• _TASK TO COMPLETE_: Retype exactly the lines from the line with "For every instance of the turquoise" to the end of the data, keeping both boundary lines.

• _PROVIDED ENTRIES_:
↓↓↓
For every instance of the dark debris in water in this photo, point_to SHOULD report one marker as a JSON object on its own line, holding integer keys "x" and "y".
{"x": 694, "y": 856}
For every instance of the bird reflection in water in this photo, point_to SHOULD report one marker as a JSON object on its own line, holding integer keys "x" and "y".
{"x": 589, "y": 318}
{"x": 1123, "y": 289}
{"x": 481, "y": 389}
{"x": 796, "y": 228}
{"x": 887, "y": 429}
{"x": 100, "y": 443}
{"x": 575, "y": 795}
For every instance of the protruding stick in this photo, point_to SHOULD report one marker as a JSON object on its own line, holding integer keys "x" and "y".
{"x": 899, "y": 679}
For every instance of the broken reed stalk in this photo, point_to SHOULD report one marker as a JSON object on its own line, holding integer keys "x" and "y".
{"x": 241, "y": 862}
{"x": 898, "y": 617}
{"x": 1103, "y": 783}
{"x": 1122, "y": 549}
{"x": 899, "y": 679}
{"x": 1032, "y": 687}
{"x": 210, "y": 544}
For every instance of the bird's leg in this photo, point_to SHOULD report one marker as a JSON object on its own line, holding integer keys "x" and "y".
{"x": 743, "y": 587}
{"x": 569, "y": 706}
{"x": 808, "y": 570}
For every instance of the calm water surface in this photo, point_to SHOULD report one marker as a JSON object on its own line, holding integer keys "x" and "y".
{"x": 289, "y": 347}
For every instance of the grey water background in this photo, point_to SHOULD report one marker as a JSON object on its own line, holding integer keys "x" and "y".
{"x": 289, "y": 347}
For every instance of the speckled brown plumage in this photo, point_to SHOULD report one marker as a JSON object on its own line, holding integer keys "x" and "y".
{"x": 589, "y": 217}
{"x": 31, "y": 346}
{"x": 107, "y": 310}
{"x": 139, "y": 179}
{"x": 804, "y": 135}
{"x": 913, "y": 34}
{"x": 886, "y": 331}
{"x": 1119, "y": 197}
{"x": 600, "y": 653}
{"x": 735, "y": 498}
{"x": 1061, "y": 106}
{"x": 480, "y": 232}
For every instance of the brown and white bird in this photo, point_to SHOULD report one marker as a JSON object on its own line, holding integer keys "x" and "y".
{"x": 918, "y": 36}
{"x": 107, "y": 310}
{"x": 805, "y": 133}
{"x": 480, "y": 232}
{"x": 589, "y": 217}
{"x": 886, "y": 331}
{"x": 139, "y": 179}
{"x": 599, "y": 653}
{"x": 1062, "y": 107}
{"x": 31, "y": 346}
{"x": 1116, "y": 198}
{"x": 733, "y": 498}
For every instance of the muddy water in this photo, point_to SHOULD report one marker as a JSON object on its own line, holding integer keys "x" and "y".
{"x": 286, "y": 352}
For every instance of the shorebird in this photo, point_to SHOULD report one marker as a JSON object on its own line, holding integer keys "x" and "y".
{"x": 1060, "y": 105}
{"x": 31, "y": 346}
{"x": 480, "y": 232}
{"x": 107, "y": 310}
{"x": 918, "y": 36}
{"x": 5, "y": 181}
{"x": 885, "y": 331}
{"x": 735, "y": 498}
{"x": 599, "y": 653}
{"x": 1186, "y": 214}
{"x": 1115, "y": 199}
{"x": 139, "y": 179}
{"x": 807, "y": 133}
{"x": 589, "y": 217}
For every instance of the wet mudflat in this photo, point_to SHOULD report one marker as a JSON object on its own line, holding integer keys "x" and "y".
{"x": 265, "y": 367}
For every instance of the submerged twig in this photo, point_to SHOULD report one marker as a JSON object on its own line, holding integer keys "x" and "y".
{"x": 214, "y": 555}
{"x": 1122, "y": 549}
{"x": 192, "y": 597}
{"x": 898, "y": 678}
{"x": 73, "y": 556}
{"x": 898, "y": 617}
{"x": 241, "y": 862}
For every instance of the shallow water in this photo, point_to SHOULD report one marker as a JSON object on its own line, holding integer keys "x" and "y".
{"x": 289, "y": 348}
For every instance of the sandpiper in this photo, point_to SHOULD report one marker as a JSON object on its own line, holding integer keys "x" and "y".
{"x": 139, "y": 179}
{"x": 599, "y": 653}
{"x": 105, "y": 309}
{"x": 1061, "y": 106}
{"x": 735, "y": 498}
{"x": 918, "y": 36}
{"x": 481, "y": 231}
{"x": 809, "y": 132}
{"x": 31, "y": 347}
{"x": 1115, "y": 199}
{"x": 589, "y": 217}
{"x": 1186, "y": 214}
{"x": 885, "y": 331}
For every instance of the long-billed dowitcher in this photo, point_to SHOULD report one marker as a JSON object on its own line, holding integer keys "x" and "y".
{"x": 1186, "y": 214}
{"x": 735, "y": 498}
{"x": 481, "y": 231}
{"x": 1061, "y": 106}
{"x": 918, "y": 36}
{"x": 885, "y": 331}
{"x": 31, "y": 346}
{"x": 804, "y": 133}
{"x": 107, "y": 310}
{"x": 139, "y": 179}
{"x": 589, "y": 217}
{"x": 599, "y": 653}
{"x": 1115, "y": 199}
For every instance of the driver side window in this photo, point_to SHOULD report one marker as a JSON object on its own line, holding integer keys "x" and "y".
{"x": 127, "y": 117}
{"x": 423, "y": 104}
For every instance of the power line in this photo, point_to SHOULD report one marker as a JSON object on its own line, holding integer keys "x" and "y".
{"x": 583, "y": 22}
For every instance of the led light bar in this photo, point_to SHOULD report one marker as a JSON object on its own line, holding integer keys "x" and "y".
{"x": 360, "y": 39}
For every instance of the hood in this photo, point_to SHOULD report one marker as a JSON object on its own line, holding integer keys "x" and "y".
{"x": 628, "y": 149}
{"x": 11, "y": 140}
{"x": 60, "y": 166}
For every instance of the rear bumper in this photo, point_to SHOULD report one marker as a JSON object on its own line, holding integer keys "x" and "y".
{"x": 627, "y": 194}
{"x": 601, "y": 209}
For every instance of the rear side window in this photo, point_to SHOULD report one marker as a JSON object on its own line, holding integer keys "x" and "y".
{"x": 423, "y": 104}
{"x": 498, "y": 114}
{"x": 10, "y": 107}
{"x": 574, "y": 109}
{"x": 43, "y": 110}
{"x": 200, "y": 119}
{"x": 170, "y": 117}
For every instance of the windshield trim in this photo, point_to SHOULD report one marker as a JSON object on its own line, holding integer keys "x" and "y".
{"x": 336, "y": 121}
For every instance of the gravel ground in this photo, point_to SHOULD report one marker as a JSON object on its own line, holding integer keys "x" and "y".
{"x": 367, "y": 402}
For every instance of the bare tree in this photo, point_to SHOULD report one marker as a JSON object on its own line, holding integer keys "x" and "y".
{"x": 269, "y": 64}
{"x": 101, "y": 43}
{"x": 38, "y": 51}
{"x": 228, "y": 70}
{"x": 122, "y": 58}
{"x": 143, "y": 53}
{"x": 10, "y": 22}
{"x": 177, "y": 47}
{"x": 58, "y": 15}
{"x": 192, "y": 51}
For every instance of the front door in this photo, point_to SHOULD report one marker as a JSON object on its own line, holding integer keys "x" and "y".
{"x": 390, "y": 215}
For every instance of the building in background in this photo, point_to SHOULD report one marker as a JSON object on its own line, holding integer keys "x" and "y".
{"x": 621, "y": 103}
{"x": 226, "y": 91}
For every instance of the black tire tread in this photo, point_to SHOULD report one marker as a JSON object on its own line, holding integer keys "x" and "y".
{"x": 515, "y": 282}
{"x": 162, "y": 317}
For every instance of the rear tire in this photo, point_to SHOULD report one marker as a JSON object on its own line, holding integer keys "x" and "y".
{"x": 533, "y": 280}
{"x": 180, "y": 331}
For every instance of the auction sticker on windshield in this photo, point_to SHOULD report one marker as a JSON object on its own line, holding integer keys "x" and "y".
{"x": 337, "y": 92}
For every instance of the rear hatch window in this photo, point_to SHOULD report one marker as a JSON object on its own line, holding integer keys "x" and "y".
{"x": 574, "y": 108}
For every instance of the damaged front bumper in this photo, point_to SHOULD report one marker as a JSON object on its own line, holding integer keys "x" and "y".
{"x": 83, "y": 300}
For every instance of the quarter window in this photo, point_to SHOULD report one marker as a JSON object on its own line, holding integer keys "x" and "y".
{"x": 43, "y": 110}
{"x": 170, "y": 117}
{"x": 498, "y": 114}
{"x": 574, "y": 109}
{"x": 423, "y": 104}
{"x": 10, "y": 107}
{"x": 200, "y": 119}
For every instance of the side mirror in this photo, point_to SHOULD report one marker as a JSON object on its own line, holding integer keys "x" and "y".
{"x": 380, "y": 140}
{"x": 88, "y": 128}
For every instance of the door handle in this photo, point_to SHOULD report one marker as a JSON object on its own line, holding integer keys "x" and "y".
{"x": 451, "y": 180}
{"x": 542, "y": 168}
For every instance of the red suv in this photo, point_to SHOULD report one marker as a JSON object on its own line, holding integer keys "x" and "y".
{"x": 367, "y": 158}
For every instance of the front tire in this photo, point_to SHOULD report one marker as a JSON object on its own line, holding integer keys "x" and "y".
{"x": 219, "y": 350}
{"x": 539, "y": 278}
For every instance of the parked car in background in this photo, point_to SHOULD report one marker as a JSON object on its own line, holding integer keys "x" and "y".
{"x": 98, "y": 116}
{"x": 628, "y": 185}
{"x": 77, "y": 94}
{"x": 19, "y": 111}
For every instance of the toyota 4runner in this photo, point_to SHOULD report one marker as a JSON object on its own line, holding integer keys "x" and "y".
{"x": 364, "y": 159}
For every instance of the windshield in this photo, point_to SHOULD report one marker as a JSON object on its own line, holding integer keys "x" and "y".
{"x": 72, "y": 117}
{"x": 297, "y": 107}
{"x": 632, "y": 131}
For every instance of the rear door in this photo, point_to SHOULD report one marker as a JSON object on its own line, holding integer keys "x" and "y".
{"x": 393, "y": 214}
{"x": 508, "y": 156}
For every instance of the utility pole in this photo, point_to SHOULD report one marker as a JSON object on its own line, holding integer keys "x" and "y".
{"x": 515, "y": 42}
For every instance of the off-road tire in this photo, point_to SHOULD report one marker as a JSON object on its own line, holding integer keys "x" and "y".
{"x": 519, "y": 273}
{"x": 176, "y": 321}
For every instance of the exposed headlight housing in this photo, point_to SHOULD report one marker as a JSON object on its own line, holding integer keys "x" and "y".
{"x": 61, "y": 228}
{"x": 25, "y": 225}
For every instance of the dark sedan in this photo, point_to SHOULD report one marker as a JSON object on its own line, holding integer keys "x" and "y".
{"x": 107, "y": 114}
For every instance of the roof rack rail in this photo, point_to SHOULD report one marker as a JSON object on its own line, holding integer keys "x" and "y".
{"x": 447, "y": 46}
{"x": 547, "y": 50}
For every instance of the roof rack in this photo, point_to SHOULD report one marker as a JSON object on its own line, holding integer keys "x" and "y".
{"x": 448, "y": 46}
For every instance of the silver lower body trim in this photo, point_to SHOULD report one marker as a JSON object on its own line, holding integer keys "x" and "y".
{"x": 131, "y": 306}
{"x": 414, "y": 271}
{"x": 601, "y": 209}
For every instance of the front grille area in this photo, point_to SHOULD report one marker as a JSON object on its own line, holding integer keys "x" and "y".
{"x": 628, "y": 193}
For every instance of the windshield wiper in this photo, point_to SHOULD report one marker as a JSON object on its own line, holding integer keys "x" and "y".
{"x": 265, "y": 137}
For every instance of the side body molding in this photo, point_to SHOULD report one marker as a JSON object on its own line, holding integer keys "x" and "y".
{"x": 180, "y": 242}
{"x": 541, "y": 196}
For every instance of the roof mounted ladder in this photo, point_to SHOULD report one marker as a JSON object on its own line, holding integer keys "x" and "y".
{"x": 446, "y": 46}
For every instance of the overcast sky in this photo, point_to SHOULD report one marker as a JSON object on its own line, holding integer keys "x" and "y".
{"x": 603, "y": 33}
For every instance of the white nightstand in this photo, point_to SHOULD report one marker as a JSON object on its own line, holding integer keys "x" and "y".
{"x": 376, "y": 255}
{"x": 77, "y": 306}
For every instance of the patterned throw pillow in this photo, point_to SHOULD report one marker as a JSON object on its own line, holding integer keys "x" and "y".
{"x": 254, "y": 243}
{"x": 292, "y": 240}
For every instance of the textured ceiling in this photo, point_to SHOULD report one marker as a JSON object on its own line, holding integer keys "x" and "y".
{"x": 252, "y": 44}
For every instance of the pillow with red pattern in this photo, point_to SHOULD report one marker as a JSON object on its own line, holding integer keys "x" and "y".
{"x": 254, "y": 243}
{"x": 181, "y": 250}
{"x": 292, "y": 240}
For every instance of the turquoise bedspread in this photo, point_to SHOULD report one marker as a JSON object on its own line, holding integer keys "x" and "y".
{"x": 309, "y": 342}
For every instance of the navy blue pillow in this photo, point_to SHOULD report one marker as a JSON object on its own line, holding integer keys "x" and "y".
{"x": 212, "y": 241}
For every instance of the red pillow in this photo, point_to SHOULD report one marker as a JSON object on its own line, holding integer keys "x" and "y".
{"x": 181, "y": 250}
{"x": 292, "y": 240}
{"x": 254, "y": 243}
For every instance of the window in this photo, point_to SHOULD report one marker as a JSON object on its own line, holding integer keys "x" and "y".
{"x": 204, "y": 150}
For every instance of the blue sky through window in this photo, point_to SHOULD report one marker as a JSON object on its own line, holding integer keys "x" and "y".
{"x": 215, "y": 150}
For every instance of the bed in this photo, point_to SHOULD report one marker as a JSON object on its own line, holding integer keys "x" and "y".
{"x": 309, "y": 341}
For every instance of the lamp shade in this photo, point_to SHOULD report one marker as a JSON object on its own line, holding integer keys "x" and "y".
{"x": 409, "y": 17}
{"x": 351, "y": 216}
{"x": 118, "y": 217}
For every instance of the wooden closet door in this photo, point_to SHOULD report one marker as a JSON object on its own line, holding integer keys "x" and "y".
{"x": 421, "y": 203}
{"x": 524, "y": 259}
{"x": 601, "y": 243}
↑↑↑
• _TASK ANSWER_:
For every instance of the turquoise bedspread in this photo, point_to SHOULD report one marker as a JSON object on its own line, holding integer keys "x" and "y".
{"x": 309, "y": 342}
For every instance of the navy blue pillow in this photo, point_to SHOULD report one marker as a JSON object on its own line, holding integer keys "x" and "y".
{"x": 212, "y": 241}
For every instance of the red pillow in this photo, point_to SHOULD report one marker as a JSON object on its own line, holding integer keys "x" and "y".
{"x": 181, "y": 250}
{"x": 292, "y": 240}
{"x": 254, "y": 243}
For every instance of the window in this photo, point_to SHOULD report one marker as a JSON object on its own line, holding integer keys "x" and "y".
{"x": 204, "y": 150}
For every instance of the blue sky through window in this photo, point_to SHOULD report one marker as a JSON object on its own line, holding integer keys "x" and "y".
{"x": 215, "y": 150}
For every instance of the bed in this photo, point_to SHOULD report one marker as a JSON object on its own line, holding integer keys "x" and "y".
{"x": 309, "y": 341}
For every instance of the lamp shade in this photo, point_to SHOULD report one marker as a JSON object on its own line, holding integer keys "x" and "y".
{"x": 409, "y": 17}
{"x": 351, "y": 216}
{"x": 118, "y": 217}
For every instance of the wooden closet door in this photo, point_to SHOULD report one marker as a JSON object on its own line, holding integer keys "x" and "y".
{"x": 421, "y": 203}
{"x": 524, "y": 259}
{"x": 601, "y": 243}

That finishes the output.